> ABOUT THIS TASK: In the roommate advice text, what does the "Golden Rule" mean?

> TEXT SHOWN:
○ ○ ○ ○ ○ ○ ○

5. Two wrongs don’t make a right
- Just because your roommate did it first, doesn’t make it ok to continue the cycle. If you haven’t taken steps to resolve the conflict, then you are participating in the problem just as much as your roommate may be. Retaliation never leads to resolution of conflict.
6. Remember the ‘Golden Rule’
- The ‘Golden Rule’ we refer to is to treat others as you would want to be treated. It sounds simple, but in the heat of the moment we know that this can be more difficult than it sounds. If you wouldn’t want to be the recipient of a not-so-nice note, or a mean tweet, then chances are neither would your roommate.
7. This is most likely you and your roommate’s first time living with someone else other than family
- Most of our residents have never lived with anyone else before, and if they have, it wasn’t necessarily in such close quarters. Give each other some credit in that you are building skills that only come with experience. Stick with it and follow steps like this and you will come out on the other side with many useful skills.
Facebook and Your New Roommate
Facebook and other social media can be a great tool for you and your roommate to get to know each other and communicate before you arrive at Washburn, but it can also be easy to make a judgment about whether they would make a good roommate or not based solely on their profile. Here are some tips in utilizing Facebook as a good tool and maintaining a positive image on social media.
- First, when you look at your profile on whichever social media you use, does it reflect the image that you want people to have of you? This is an important question to ask yourself when thinking about your social media presence. If this is the first impression your future roommate will have of you, will it be a good one?
- When looking at your roommate's profile, don't let this be the only means by which you define your future roommate relationship. It can be a reference, but use things as a talking point, instead of deciding that you won't make good roommates. Most times, people that share different views can build an excellent roommate relationship that enriches both of them with insight on each other's different perspectives.
- If you find something that you are curious about, ask! Use this as an opportunity to get to know each other, if you see something that you find interesting, or different from you, ask them if they would feel comfortable sharing about it. Remember that everyone has different boundaries and may not always want to share, but it never hurts to ask.

○ ○ ○ ○ ○ ○ ○

> SOURCE DATA:
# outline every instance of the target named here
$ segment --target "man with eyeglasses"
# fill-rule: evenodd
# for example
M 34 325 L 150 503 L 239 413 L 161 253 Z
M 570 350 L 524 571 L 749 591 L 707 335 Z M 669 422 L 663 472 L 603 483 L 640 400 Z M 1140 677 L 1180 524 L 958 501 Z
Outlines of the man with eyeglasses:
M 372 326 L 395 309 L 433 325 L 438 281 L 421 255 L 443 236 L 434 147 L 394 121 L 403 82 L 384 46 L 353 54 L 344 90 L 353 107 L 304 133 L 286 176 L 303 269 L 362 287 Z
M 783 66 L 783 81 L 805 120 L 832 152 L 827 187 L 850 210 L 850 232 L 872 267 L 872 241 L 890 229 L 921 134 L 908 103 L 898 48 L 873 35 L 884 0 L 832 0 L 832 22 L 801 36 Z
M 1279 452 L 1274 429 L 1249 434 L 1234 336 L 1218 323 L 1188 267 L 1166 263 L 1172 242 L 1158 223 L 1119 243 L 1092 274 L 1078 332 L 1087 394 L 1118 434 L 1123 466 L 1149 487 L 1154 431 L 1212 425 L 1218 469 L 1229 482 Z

○ ○ ○ ○ ○ ○ ○

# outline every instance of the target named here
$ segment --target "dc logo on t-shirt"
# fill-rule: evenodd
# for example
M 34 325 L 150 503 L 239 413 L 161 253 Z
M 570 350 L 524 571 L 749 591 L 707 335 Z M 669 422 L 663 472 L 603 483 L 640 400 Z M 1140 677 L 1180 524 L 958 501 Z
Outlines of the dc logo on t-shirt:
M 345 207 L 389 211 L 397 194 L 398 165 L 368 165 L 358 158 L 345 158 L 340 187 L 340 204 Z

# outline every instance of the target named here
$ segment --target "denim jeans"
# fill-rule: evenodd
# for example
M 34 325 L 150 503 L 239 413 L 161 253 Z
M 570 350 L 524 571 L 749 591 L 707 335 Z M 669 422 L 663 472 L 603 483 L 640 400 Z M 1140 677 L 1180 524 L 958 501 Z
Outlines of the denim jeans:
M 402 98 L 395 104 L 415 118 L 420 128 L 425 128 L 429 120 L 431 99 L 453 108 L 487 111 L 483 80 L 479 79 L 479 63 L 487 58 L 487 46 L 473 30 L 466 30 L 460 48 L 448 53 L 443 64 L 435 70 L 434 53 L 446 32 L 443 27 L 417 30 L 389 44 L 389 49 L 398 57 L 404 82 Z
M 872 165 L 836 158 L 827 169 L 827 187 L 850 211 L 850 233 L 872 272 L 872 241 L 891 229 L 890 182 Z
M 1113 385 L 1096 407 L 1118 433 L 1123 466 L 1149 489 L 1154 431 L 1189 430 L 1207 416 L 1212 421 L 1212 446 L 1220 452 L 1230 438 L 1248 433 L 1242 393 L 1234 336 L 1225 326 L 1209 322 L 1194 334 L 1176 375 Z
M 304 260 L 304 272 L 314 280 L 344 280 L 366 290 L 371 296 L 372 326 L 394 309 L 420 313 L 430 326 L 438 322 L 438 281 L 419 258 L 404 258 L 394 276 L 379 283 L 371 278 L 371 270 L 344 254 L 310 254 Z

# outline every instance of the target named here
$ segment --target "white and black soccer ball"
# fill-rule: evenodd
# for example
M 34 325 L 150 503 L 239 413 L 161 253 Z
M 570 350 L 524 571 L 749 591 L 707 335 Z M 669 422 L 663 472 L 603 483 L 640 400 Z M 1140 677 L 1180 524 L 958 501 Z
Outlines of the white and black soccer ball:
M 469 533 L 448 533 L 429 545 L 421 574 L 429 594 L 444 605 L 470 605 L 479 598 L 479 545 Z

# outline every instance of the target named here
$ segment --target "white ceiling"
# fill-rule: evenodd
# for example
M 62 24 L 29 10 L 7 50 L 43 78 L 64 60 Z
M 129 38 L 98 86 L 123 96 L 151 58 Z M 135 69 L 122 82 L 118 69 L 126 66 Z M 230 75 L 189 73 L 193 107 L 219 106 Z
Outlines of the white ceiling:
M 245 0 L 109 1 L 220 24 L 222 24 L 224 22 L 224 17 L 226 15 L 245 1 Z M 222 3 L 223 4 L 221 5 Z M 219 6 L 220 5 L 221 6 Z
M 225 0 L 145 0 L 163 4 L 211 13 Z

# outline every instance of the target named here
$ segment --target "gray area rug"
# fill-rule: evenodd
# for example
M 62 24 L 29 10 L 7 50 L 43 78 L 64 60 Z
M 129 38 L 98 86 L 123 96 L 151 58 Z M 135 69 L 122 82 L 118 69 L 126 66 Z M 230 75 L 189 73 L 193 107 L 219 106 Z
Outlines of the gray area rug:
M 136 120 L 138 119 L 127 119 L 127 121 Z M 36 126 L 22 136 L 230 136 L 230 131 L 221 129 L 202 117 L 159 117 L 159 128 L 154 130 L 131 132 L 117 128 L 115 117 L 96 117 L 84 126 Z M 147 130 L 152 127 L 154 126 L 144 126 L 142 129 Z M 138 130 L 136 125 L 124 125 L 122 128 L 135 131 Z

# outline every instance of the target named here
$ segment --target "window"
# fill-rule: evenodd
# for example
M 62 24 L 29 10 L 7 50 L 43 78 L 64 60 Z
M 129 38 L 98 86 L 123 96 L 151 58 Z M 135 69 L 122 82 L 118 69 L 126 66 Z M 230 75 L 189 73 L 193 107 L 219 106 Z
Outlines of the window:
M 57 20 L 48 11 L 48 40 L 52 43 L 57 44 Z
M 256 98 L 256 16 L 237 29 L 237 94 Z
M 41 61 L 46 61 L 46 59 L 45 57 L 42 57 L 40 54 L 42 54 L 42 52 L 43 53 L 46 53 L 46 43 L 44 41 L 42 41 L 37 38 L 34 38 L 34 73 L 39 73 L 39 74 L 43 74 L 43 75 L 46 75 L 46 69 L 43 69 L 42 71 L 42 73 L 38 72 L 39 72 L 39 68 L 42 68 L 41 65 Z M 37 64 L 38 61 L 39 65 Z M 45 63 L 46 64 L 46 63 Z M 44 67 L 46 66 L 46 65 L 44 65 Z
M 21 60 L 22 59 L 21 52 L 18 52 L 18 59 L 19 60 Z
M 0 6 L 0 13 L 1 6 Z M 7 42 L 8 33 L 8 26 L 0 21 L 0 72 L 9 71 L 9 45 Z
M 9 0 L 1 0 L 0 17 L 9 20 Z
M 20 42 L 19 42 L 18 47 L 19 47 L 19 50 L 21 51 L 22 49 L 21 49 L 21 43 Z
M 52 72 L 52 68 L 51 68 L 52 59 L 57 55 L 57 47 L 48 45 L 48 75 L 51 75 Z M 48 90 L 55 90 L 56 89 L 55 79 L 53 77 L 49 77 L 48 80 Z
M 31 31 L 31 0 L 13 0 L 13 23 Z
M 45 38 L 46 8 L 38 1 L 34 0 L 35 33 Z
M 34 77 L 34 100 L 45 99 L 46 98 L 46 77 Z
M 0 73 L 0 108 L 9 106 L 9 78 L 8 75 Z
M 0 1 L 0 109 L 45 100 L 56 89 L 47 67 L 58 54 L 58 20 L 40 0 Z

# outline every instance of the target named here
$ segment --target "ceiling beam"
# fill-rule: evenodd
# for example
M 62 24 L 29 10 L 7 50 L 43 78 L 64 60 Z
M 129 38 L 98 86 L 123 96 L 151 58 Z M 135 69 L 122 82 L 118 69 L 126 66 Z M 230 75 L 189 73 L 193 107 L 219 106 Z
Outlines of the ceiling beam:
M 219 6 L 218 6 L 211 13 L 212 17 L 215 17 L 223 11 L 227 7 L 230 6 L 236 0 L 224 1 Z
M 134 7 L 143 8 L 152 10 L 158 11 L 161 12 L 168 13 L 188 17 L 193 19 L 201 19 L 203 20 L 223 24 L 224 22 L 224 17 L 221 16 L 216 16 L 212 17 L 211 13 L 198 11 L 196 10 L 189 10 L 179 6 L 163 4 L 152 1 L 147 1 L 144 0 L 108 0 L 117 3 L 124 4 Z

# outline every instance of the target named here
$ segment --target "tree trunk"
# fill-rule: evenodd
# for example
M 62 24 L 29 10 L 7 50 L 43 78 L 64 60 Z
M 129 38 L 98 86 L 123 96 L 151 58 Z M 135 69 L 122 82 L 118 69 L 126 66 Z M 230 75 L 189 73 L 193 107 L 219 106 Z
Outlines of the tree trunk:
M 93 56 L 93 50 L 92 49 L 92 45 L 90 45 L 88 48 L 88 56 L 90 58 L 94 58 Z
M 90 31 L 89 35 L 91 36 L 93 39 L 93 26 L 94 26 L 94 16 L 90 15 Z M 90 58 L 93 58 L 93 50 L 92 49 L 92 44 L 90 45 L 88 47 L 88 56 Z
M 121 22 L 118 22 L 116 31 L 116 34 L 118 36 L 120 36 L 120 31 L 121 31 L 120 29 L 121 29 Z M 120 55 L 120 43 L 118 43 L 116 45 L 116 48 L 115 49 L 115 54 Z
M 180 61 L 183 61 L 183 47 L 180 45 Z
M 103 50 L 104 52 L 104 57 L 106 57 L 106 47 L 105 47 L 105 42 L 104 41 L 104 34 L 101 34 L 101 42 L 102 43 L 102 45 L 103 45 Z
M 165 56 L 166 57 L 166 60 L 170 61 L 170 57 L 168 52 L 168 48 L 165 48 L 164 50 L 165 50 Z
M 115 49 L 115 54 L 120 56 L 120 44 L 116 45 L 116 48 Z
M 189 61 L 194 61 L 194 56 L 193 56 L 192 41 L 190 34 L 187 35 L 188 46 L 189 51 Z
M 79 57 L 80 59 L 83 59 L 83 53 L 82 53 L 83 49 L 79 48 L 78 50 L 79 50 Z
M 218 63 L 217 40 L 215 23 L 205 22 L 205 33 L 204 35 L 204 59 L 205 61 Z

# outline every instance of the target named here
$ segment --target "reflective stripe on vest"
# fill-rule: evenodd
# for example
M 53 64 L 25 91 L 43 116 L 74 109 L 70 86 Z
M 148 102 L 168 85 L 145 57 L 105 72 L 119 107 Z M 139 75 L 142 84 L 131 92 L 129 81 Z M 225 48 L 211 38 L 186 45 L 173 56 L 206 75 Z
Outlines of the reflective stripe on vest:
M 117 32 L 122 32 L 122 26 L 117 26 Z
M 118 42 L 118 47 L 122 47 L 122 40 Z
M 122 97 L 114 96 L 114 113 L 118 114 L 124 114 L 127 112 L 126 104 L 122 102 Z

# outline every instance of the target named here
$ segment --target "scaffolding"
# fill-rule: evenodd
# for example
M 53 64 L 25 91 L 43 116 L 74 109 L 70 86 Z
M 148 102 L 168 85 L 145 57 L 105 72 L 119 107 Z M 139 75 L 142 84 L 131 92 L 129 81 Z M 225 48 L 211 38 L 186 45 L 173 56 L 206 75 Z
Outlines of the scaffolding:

○ ○ ○ ○ ○ ○ ○

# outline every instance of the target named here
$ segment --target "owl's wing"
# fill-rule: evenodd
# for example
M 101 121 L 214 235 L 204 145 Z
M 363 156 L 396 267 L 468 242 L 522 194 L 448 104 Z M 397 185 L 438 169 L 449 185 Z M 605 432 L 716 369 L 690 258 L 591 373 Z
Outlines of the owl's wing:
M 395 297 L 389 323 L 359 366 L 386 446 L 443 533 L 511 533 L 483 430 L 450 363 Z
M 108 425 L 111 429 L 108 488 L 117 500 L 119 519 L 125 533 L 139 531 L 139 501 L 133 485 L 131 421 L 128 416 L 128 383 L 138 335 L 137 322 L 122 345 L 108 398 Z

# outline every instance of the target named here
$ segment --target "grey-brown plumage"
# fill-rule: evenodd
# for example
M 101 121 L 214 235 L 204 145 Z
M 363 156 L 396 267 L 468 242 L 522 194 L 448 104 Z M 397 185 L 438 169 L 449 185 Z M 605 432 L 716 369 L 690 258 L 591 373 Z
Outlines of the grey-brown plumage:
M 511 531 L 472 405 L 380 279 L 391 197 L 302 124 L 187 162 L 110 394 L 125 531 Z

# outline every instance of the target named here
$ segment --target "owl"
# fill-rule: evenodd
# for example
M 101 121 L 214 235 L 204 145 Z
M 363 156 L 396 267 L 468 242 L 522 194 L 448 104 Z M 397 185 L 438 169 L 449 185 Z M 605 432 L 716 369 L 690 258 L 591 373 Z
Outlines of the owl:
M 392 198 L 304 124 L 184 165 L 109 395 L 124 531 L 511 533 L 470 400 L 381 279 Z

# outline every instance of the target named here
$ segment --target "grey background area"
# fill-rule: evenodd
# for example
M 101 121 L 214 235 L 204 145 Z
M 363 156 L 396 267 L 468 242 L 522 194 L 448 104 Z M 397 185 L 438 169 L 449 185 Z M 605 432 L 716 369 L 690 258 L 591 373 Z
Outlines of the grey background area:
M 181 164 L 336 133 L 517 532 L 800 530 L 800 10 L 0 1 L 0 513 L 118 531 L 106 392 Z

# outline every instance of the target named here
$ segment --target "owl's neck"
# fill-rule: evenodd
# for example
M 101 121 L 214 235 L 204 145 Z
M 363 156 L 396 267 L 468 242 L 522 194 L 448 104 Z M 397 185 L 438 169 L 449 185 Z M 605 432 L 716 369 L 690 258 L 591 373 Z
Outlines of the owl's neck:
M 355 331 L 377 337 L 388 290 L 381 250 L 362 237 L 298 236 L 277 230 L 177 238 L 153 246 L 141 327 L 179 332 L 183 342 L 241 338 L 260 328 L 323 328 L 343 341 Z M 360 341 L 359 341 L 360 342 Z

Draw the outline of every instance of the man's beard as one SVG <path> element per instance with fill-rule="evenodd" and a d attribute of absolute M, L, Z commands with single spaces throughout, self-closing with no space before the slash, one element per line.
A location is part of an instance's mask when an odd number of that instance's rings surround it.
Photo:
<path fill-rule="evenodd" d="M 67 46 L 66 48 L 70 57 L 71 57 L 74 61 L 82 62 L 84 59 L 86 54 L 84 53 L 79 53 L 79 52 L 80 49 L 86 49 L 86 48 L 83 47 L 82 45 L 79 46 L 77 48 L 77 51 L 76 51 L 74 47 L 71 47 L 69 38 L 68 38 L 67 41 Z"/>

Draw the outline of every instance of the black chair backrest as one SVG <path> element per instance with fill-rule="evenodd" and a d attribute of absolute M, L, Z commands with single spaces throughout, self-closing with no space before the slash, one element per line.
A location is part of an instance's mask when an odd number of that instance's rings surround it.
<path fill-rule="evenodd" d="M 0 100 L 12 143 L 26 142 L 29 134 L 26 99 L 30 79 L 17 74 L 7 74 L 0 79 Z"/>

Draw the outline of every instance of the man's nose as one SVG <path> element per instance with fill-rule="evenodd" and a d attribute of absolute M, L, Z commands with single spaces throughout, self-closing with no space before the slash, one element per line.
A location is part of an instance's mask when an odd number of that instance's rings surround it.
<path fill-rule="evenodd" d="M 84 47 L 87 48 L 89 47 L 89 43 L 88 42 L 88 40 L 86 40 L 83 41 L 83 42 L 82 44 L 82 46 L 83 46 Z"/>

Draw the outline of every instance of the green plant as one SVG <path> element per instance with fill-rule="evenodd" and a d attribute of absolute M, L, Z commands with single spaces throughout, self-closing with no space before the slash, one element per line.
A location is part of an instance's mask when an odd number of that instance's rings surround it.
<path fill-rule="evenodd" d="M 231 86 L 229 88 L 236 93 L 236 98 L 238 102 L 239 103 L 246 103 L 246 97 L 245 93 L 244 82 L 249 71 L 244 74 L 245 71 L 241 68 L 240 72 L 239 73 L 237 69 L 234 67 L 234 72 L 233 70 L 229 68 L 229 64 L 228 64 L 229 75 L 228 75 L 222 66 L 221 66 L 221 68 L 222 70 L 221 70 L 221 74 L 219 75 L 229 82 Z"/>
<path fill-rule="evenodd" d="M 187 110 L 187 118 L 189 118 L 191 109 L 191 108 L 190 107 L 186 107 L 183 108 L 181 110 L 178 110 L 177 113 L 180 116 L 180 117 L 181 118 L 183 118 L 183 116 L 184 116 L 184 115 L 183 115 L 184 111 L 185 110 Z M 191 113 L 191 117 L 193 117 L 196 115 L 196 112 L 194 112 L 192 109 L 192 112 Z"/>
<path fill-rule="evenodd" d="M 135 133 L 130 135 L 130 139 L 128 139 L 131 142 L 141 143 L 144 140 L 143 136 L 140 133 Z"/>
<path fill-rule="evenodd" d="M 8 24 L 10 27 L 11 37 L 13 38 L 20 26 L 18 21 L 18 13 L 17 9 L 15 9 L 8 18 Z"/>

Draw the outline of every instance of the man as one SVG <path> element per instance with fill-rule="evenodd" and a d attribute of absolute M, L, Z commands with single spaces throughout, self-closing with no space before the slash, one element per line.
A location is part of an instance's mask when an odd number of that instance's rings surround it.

○ ○ ○ ○ ○ ○ ○

> THE COMPLETED TASK: To treat others as you would want to be treated.